__AUSZUG ZUM LESEN__
*-*-*

Tab. 2 Van-der-Woude-Syndrom: Risiken für Mutationsträger
Tab. 3 A-priori-Risiken für Kinder bei Van-der-Woude-Syndrom und nichtsyndromaler Spalte. (Peyrard-Janvid et al. [22])

Pränataldiagnostik

Viele Eltern möchten pränatal über die Spalte und deren Ausdehnung informiert sein; nur die Sonographie hat eine entsprechende Aussagekraft. Die meisten LKGS werden von erfahrenen Untersuchern im Ultraschall in der 20., mitunter auch schon in der 13. Schwangerschaftswoche diagnostiziert. Die reine GS hingegen wird selten erkannt, obwohl sonographische Zeichen publiziert wurden [25]. Findet sich keine weitere Fehlbildung, sind Schwangerschaftsabbrüche selten (ca. 5 %, [3]). Häufig wird jedoch eine invasive Pränataldiagnostik auf chromosomale Aberrationen angeboten. Diese (meist Trisomie 13, oft Trisomie 18) wurden fast immer nur dann nachgewiesen, wenn im Ultraschall noch weitere Auffälligkeiten bestanden [26].

*-*-*

__ANFORDERUNG A__
Können Sie den Text zur Pränataldiagnostik beginnend bei „Viele Eltern möchten“ und endend bei „Auffälligkeiten bestanden [26].“ erneut wiedergeben und dabei „Ultraschall“ gegen „Sonogramm“ austauschen?
__ANFORDERUNG B__
Können Sie den Text zur Pränataldiagnostik nach seinem letzten Satz weiterführen?

__BEREITGESTELLTES MATERIAL__
*-*-*

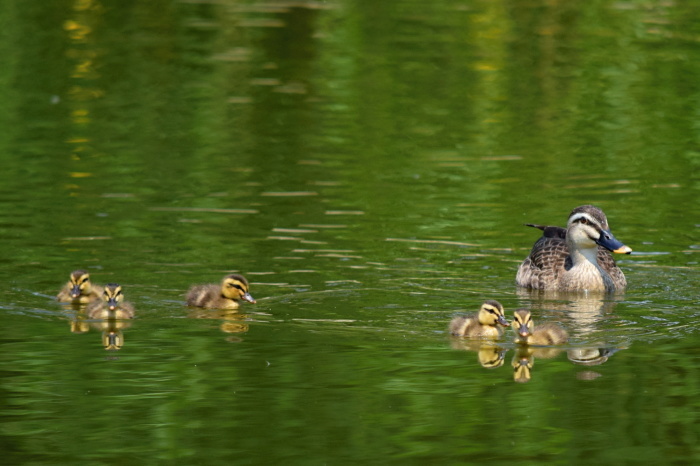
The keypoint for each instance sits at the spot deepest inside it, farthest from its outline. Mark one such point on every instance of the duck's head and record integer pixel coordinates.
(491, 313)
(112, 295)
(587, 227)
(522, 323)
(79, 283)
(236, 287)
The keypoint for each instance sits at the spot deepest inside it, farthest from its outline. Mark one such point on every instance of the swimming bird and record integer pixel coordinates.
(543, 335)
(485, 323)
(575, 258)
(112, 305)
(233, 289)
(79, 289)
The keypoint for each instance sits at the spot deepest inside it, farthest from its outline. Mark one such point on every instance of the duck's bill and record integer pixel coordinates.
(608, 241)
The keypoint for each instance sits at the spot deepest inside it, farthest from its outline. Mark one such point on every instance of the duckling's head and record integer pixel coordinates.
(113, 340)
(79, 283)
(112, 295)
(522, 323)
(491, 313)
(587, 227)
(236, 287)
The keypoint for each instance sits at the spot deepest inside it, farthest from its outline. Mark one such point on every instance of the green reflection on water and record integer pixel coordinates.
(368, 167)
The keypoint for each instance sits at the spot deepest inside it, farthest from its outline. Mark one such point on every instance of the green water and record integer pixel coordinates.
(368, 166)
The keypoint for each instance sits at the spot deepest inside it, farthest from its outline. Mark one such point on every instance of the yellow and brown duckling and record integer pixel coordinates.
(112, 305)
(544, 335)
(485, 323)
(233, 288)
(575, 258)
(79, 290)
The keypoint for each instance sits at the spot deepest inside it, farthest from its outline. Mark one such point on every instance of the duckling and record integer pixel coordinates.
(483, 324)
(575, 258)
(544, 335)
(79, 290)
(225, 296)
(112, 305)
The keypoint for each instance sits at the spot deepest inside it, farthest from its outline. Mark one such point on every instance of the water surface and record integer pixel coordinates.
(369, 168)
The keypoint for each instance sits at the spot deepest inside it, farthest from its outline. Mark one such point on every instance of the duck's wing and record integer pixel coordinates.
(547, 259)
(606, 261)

*-*-*

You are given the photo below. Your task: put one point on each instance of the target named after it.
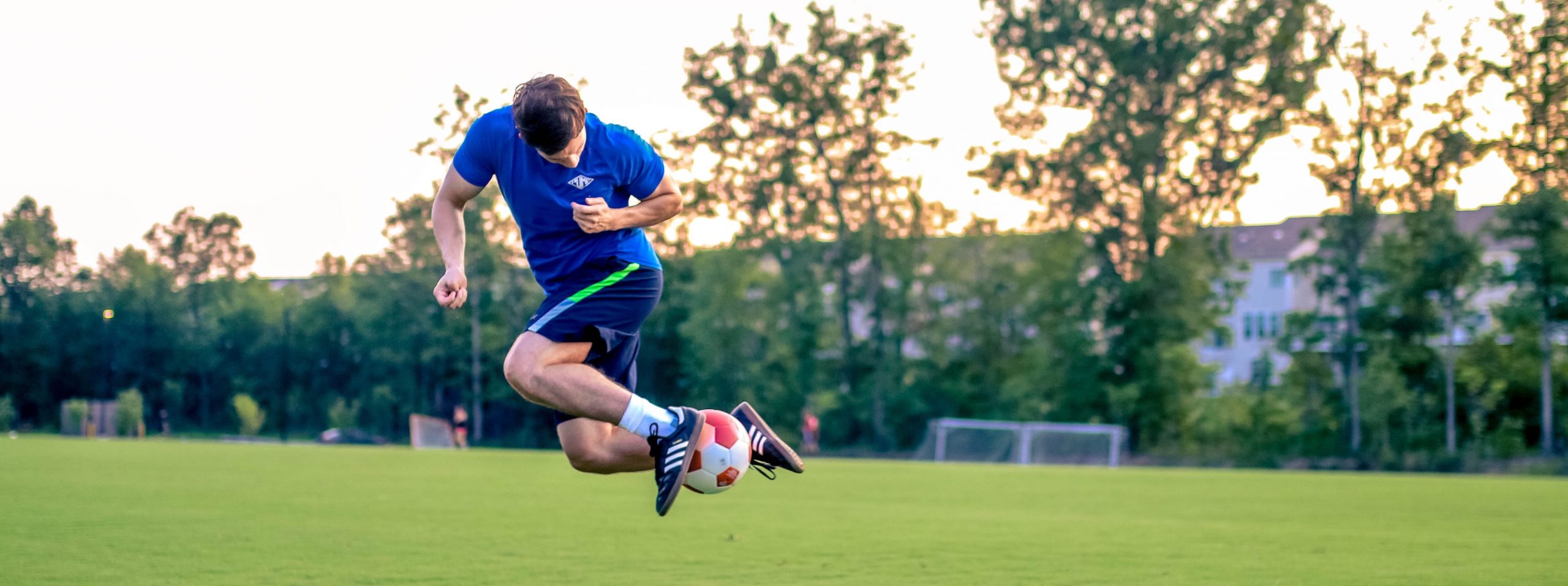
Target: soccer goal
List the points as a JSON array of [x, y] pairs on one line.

*-*-*

__ANTWORTFELD A__
Viele Eltern möchten pränatal über die Spalte und deren Ausdehnung informiert sein; nur die Sonographie hat eine entsprechende Aussagekraft. Die meisten LKGS werden von erfahrenen Untersuchern im Sonogramm in der 20., mitunter auch schon in der 13. Schwangerschaftswoche diagnostiziert. Die reine GS hingegen wird selten erkannt, obwohl sonographische Zeichen publiziert wurden [25]. Findet sich keine weitere Fehlbildung, sind Schwangerschaftsabbrüche selten (ca. 5 %, [3]). Häufig wird jedoch eine invasive Pränataldiagnostik auf chromosomale Aberrationen angeboten. Diese (meist Trisomie 13, oft Trisomie 18) wurden fast immer nur dann nachgewiesen, wenn im Sonogramm noch weitere Auffälligkeiten bestanden [26].

__ANTWORTFELD B__
Pränatale Array-Diagnostik, Gen-Panels sowie Diagnostik an fetaler DNA aus mütterlichem Blut („non-invasive prenatal testing“, NIPT) eröffnen neue Möglichkeiten der Abklärung bei auffälligem Ultraschall. Mit NIPT kann in Deutschland neben Trisomie 13 und 18 neuerdings auch das DiGeorge-Syndrom untersucht werden. Es ist zu erwarten, dass sich das Angebot zügig auf weitere häufige Mikrodeletionssyndrome ausdehnen wird, in deren Zuge orofaziale Spalten auftreten. In weiterer Zukunft könnten auch gezielte Einzelgenanalysen möglich werden.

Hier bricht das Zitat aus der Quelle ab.